Starting at the first of the rows and ending at the line that contains "359 171 L 363", rewrite those lines with "gray shingled roof" changed to "red tiled roof" and everything else left as it is. Omit the pictures from your answer.

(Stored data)
********************

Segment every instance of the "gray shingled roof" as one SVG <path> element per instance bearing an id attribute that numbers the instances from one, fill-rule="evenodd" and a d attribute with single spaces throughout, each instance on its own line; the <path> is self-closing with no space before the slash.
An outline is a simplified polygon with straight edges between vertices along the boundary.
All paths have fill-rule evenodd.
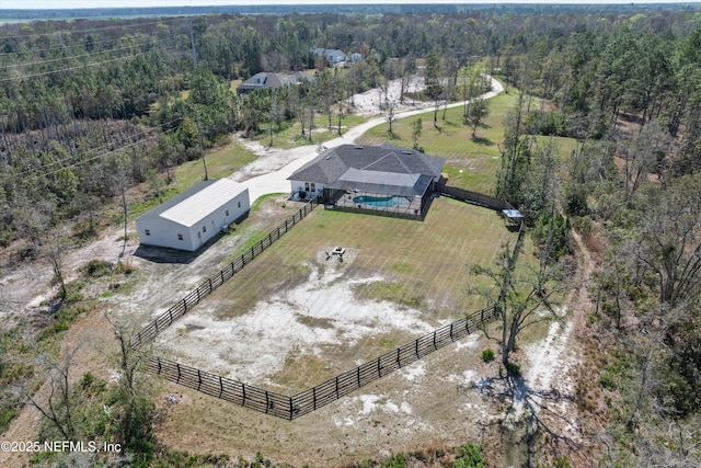
<path id="1" fill-rule="evenodd" d="M 359 171 L 363 171 L 387 174 L 413 174 L 416 176 L 423 174 L 427 175 L 429 181 L 430 178 L 440 175 L 445 162 L 446 160 L 443 158 L 387 142 L 367 147 L 342 145 L 322 152 L 290 175 L 288 180 L 314 182 L 332 186 L 338 180 L 348 181 L 348 178 L 353 176 L 357 182 L 365 181 L 377 185 L 378 176 L 368 175 L 367 180 L 364 180 L 363 176 L 359 175 Z M 344 176 L 349 169 L 357 171 L 352 171 Z M 416 178 L 412 179 L 413 182 L 407 178 L 399 176 L 394 179 L 388 179 L 386 176 L 384 180 L 387 181 L 387 185 L 409 187 L 414 185 Z M 335 186 L 333 187 L 335 189 Z"/>

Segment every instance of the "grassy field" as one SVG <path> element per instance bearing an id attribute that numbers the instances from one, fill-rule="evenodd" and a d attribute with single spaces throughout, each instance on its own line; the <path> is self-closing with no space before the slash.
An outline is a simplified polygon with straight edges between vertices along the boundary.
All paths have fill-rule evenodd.
<path id="1" fill-rule="evenodd" d="M 297 204 L 278 206 L 276 210 L 289 214 L 295 206 Z M 269 228 L 266 228 L 250 218 L 239 226 L 234 236 L 260 238 L 280 219 L 268 216 Z M 249 226 L 253 222 L 255 228 Z M 318 207 L 241 274 L 218 288 L 206 299 L 205 308 L 222 323 L 243 316 L 258 317 L 254 309 L 273 297 L 283 304 L 290 300 L 288 308 L 296 310 L 294 300 L 287 297 L 292 297 L 300 287 L 309 287 L 314 281 L 312 277 L 317 277 L 310 276 L 312 272 L 323 275 L 325 269 L 333 269 L 333 264 L 324 262 L 323 252 L 333 246 L 344 246 L 353 253 L 346 255 L 343 273 L 334 282 L 345 285 L 344 290 L 352 292 L 352 296 L 360 300 L 358 304 L 364 304 L 364 299 L 382 300 L 395 304 L 399 311 L 418 310 L 424 323 L 438 328 L 485 306 L 484 298 L 468 294 L 470 286 L 489 284 L 484 278 L 471 276 L 469 265 L 493 265 L 501 246 L 507 241 L 513 246 L 516 233 L 497 213 L 449 198 L 435 199 L 423 222 Z M 352 284 L 367 278 L 372 281 Z M 327 319 L 304 313 L 298 317 L 311 329 L 335 329 L 335 333 L 340 333 Z M 314 353 L 292 349 L 281 369 L 254 384 L 278 391 L 299 391 L 426 332 L 387 326 L 387 330 L 350 342 L 338 335 L 337 343 L 318 343 Z M 174 357 L 187 362 L 185 355 Z"/>
<path id="2" fill-rule="evenodd" d="M 349 127 L 363 124 L 367 117 L 358 115 L 347 115 L 341 119 L 341 133 L 345 133 Z M 312 132 L 312 144 L 322 144 L 334 138 L 338 138 L 338 115 L 331 116 L 332 128 L 329 129 L 329 116 L 318 113 L 314 116 L 314 128 Z M 308 125 L 308 124 L 307 124 Z M 253 137 L 262 145 L 269 144 L 267 126 L 261 127 L 261 132 Z M 298 146 L 310 145 L 309 138 L 301 136 L 301 125 L 298 119 L 286 122 L 280 130 L 273 126 L 273 146 L 276 148 L 289 149 Z"/>

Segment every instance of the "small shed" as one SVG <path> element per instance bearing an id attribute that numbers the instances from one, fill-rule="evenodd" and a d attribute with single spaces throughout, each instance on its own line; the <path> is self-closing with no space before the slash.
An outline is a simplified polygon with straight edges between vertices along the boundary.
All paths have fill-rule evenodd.
<path id="1" fill-rule="evenodd" d="M 136 227 L 145 246 L 194 252 L 250 208 L 245 185 L 204 181 L 139 216 Z"/>

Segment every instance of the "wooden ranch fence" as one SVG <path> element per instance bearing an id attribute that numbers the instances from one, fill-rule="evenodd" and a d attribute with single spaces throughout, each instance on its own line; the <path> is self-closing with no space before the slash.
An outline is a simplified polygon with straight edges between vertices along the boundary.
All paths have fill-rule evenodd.
<path id="1" fill-rule="evenodd" d="M 148 372 L 212 397 L 291 421 L 469 335 L 497 317 L 494 307 L 482 309 L 291 397 L 160 357 L 149 361 Z"/>
<path id="2" fill-rule="evenodd" d="M 131 347 L 138 349 L 158 336 L 175 320 L 183 317 L 189 309 L 199 304 L 203 298 L 209 296 L 211 292 L 221 286 L 227 279 L 230 279 L 238 272 L 243 270 L 245 265 L 251 263 L 253 259 L 260 255 L 265 249 L 271 247 L 276 240 L 283 237 L 283 235 L 297 226 L 297 224 L 301 221 L 308 214 L 310 214 L 318 205 L 318 199 L 312 198 L 304 206 L 299 208 L 298 212 L 296 212 L 289 218 L 285 219 L 285 222 L 280 224 L 276 229 L 269 231 L 267 236 L 256 242 L 246 252 L 241 254 L 241 256 L 229 263 L 223 270 L 219 271 L 219 273 L 206 279 L 204 283 L 197 286 L 195 290 L 183 297 L 170 309 L 158 316 L 156 320 L 141 328 L 141 330 L 139 330 L 136 335 L 131 336 Z"/>
<path id="3" fill-rule="evenodd" d="M 510 203 L 505 199 L 497 198 L 495 196 L 484 195 L 478 192 L 471 192 L 464 189 L 452 187 L 449 185 L 436 185 L 436 191 L 441 195 L 449 196 L 451 198 L 460 199 L 462 202 L 473 203 L 475 205 L 485 206 L 487 208 L 502 210 L 514 209 Z"/>
<path id="4" fill-rule="evenodd" d="M 438 192 L 463 202 L 474 203 L 492 209 L 513 209 L 512 205 L 503 199 L 470 192 L 463 189 L 438 186 Z M 303 219 L 319 204 L 318 199 L 310 201 L 307 205 L 295 213 L 284 224 L 272 230 L 265 238 L 261 239 L 249 251 L 239 259 L 227 265 L 218 274 L 211 276 L 195 290 L 185 296 L 175 306 L 161 313 L 154 321 L 143 327 L 136 336 L 133 336 L 131 346 L 137 349 L 153 340 L 160 332 L 170 327 L 173 321 L 184 316 L 193 306 L 211 294 L 227 279 L 241 271 L 256 255 L 271 247 L 285 232 Z M 524 229 L 518 233 L 515 251 L 520 249 Z M 513 265 L 509 265 L 513 267 Z M 193 388 L 197 391 L 212 397 L 230 401 L 242 407 L 260 411 L 278 418 L 294 420 L 308 414 L 321 407 L 330 404 L 340 398 L 379 379 L 394 370 L 418 361 L 439 349 L 453 343 L 461 338 L 476 331 L 480 327 L 487 324 L 499 317 L 495 307 L 487 307 L 479 310 L 464 319 L 457 320 L 448 326 L 441 327 L 433 332 L 404 344 L 387 354 L 334 378 L 324 381 L 315 387 L 303 390 L 294 396 L 286 396 L 269 390 L 264 390 L 251 385 L 246 385 L 227 377 L 221 377 L 195 367 L 186 366 L 161 357 L 149 359 L 147 370 L 163 376 L 166 380 Z"/>

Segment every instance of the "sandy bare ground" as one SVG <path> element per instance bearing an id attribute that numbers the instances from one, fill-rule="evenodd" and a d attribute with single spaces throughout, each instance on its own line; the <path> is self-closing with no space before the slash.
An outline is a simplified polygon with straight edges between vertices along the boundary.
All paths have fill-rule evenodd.
<path id="1" fill-rule="evenodd" d="M 493 80 L 493 83 L 494 91 L 487 98 L 502 91 L 498 82 Z M 356 105 L 374 112 L 370 107 L 377 101 L 376 96 L 379 98 L 377 91 L 356 96 Z M 406 111 L 399 117 L 421 112 L 425 110 Z M 325 145 L 352 142 L 368 128 L 384 122 L 383 117 L 374 118 Z M 232 178 L 249 184 L 252 201 L 266 193 L 287 193 L 288 174 L 318 153 L 317 146 L 283 151 L 250 141 L 244 144 L 260 158 Z M 261 226 L 269 222 L 269 217 L 275 216 L 272 207 L 279 206 L 283 199 L 266 201 L 271 208 L 263 206 L 256 214 L 256 222 L 257 217 Z M 114 229 L 97 241 L 69 251 L 66 255 L 69 275 L 77 275 L 76 270 L 93 258 L 116 261 L 123 247 L 120 235 L 120 229 Z M 139 250 L 136 241 L 129 241 L 123 260 L 131 262 L 136 272 L 125 281 L 119 294 L 103 299 L 105 309 L 135 326 L 142 323 L 217 271 L 240 241 L 237 236 L 225 237 L 199 255 L 186 259 L 159 256 L 158 252 Z M 50 270 L 44 263 L 5 269 L 2 273 L 0 297 L 8 298 L 12 306 L 2 310 L 5 319 L 32 313 L 50 295 Z M 254 311 L 235 320 L 217 319 L 203 304 L 160 338 L 159 349 L 235 379 L 277 385 L 274 375 L 283 368 L 291 350 L 301 349 L 304 353 L 322 356 L 327 345 L 352 345 L 392 330 L 417 336 L 435 328 L 418 310 L 399 310 L 389 303 L 360 301 L 350 294 L 354 283 L 381 279 L 346 277 L 342 270 L 324 269 L 322 272 L 312 265 L 308 283 L 273 294 Z M 576 311 L 574 317 L 577 317 Z M 309 326 L 309 319 L 330 327 Z M 563 328 L 553 324 L 542 342 L 526 347 L 530 361 L 526 377 L 532 388 L 544 390 L 555 386 L 562 393 L 572 392 L 570 381 L 563 378 L 577 362 L 576 353 L 570 351 L 572 323 L 566 321 Z M 76 333 L 85 329 L 108 331 L 99 317 L 80 319 L 74 327 Z M 272 328 L 280 330 L 279 333 L 271 334 Z M 278 461 L 309 463 L 310 466 L 379 458 L 427 444 L 457 446 L 479 441 L 481 427 L 499 416 L 497 406 L 471 390 L 497 374 L 496 365 L 485 365 L 479 359 L 481 350 L 487 345 L 483 338 L 470 336 L 295 423 L 253 414 L 183 387 L 164 384 L 163 396 L 172 392 L 182 393 L 184 398 L 175 404 L 159 401 L 162 409 L 159 434 L 164 442 L 179 441 L 174 446 L 177 449 L 248 457 L 262 452 Z M 89 367 L 87 362 L 81 368 Z M 571 411 L 564 406 L 561 409 L 565 413 Z M 25 409 L 2 436 L 32 440 L 35 422 L 35 412 Z M 7 460 L 0 454 L 0 465 L 7 466 Z"/>
<path id="2" fill-rule="evenodd" d="M 159 352 L 239 381 L 276 385 L 269 376 L 283 369 L 294 351 L 323 356 L 325 345 L 350 347 L 363 338 L 392 330 L 415 335 L 434 330 L 418 310 L 356 299 L 354 285 L 383 279 L 347 277 L 344 272 L 355 254 L 347 251 L 341 263 L 324 261 L 320 251 L 318 265 L 323 265 L 323 271 L 310 265 L 306 283 L 273 294 L 244 316 L 219 319 L 211 313 L 216 304 L 207 304 L 209 308 L 184 317 L 159 336 L 158 342 L 163 343 Z"/>

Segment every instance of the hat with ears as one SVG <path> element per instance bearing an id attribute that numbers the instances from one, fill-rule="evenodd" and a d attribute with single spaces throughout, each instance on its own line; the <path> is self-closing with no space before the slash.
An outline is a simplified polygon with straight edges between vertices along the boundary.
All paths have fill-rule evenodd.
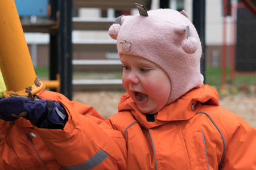
<path id="1" fill-rule="evenodd" d="M 110 37 L 117 40 L 120 57 L 126 54 L 146 58 L 167 73 L 171 86 L 167 104 L 201 87 L 201 42 L 187 14 L 171 9 L 147 11 L 135 5 L 139 14 L 119 16 L 109 29 Z"/>

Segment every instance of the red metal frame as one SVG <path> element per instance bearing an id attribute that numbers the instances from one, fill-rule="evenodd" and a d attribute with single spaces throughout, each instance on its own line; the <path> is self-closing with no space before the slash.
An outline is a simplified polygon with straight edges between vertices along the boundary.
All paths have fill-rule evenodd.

********************

▶ [Solution to this problem]:
Segment every instance of the "red tiled roof" as one SVG <path> element per instance bearing an id attribute that numbers the instances from one, fill-rule="evenodd" and a d attribute with single spaces throughout, each instance on its own line; the <path> is self-closing with no space before the slash.
An outline is a simplified polygon with straight edges between vertices along the boundary.
All paths have fill-rule evenodd.
<path id="1" fill-rule="evenodd" d="M 359 171 L 363 171 L 387 174 L 413 174 L 416 176 L 423 174 L 427 175 L 429 181 L 430 178 L 440 175 L 445 162 L 446 160 L 443 158 L 387 142 L 367 147 L 342 145 L 322 152 L 290 175 L 288 180 L 314 182 L 332 186 L 338 180 L 348 181 L 348 178 L 353 176 L 357 182 L 365 181 L 377 185 L 378 176 L 368 175 L 367 180 L 364 180 L 363 176 L 359 175 Z M 344 176 L 349 169 L 357 171 L 352 171 Z M 416 178 L 412 179 L 413 182 L 407 178 L 399 176 L 394 179 L 388 179 L 386 176 L 384 180 L 387 181 L 387 185 L 409 187 L 414 185 Z M 335 186 L 333 187 L 335 189 Z"/>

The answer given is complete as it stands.